Start Reading passage

Lovely, Still's Martin Landau on Acting Style and the Similarities Between Alfred Hitchcock and Woody Allen

martin-landau-lovely-still.jpgAn interview with Martin Landau really shouldn't be called that -- more than just a simple Q&A, it's as though you're sitting in on an Actor's Studio session taught by the 82-year-old actor. Though my talk with Landau this week was pegged to the release of Lovely, Still, a new indie film where he finds late-in-life romance with Ellen Burstyn, it took no time before he began discussing the very nature of acting itself using some of his most famous roles as examples -- including his Oscar-winning turn as Bela Lugosi in Ed Wood and his characters in Alfred Hitchcock's North By Northwest and Woody Allen's Crimes and Misdemeanors. In fact, when it comes to actors, it turns out that Hitchcock and Allen have more in common than you might expect.

Your role in Lovely, Still is such a tricky one in some ways, because he seems like such a placid character initially, and then there's a shift an hour in that really forces you to reevaluate him.

That's what attracted me to it. The interesting thing about both my character and Ellen's is that if you see it a second time, you see a different film. It's not unlike The Sixth Sense, in that you'll see things and hear things that you missed. The trick, really, is not to give any of that away, and Ellen and I were basically acting on two levels at once.

How do you do that without it seeming artificial?

In film, there are always things that could conceivably create artificiality, in any performance. Dialogue is what a character's willing to share and reveal to another character, and the 90% they aren't willing to share is what I do for a living. You know, people don't walk into a cocktail party and say, "Hello everybody. I'm terribly embarrassed, and I don't know anyone in the room." They do everything they can to conquer the embarrassment that is going on.

End Reading passage
Start Material provided

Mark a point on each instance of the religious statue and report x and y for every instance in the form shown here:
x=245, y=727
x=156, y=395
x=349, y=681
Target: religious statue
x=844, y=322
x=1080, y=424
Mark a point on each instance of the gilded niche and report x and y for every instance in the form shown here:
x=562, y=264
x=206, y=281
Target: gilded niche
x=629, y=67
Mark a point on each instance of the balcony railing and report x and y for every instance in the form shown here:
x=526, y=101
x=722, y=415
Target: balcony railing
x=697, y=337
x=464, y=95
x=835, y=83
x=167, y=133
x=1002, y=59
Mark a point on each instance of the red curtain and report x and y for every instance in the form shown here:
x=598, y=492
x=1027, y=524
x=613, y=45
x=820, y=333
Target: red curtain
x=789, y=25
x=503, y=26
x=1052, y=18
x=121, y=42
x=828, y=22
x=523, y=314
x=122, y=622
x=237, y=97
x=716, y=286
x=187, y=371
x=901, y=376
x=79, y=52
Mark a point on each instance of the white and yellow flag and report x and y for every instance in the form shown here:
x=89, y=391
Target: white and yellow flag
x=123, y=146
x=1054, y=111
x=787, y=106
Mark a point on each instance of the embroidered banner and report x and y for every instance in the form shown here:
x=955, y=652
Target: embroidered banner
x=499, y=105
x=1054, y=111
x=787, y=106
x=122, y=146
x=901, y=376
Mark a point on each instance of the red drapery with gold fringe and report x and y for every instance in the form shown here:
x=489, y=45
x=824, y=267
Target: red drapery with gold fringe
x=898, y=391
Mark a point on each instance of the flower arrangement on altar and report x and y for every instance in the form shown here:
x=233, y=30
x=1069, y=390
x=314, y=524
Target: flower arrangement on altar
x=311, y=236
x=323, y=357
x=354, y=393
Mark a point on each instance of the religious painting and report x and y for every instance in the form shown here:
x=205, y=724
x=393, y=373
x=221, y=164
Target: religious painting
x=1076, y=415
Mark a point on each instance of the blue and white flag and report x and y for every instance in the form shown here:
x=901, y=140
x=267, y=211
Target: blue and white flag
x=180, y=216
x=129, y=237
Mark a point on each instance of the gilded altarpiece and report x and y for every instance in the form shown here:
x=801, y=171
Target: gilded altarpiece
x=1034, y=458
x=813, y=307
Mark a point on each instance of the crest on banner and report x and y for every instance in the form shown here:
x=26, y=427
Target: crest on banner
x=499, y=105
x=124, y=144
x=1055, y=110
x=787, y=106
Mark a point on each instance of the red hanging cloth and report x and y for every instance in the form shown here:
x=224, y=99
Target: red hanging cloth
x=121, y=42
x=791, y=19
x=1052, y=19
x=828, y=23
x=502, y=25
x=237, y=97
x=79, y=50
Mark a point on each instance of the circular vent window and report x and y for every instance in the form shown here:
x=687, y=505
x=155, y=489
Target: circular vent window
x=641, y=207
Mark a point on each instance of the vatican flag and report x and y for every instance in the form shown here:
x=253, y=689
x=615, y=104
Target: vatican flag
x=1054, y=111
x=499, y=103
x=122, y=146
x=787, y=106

End Material provided

*Exercise directions:* Could you write the next part of the Martin Landau interview, picking up right after its final sentence?

*Exercise response:*
People do not necessarily reveal what is going on -- only bad actors do. Bad actors try to cry, and good actors try not to. Bad actors try to laugh, and good actors try not to. Only bad actors play drunk -- good actors play drunks playing sober! They don't want everyone in the room to know they're drunk, and if you've ever seen a drunk pick up a glass to his mouth at a bar, it's the most studied, controlled thing you'd ever see, as opposed to the sloppy kinds of drunks you see played everywhere. There's a real amount of bad acting around that is considered good acting, and I see at the Actor's Studio every week stuff that far excels what I see on Broadway or television or film.

You've had a career that spanned many changes in acting style. Do you think there's a sort of acting that's preferred by Hollywood now that's untruthful?

I'm not talking about style, because style is style. Truth affects an audience, and when there's a lie, that's what I'm talking about -- something is not organically correct in the context of what you're seeing. I'm very, very aware of the changes that have occurred over my career in theater, television, and film. If you take Ed Wood, for instance, that's Bela Lugosi, but it's also a Tim Burton movie made fifteen years ago. I couldn't play Bela Lugosi as a kitchen-sink character -- it needed a certain theatricality. It was Lugosi in the sense that I told Tim Burton, "If five minutes in, the audience says, 'Landau's doing a good job,' we don't have a movie. They've got to forget it's me and think that it's Bela Lugosi." By the same token, it's Bela Lugosi theatricalized, extended, larger than he was. So it's not about style, it's about performance succeeding so that the audience is affected in the way you want them to be affected.

Crimes and Misdemeanors, I told Woody before we started, "If you see anything theatrical, stop me." Because we had that conversation, he never had to. I wanted that character to be every man, I wanted the audience to feel that there was not an actor playing the role. Woody invited me to dailies, but I didn't go, because I didn't want to see it from the outside. I can see a comedy that's released right now and laugh if it's funny, and if the audience laughs, it's accomplishing what it set out to do -- although there's a lot of gar-baaage out there, pardon my French. Some stuff would only make a vampire laugh.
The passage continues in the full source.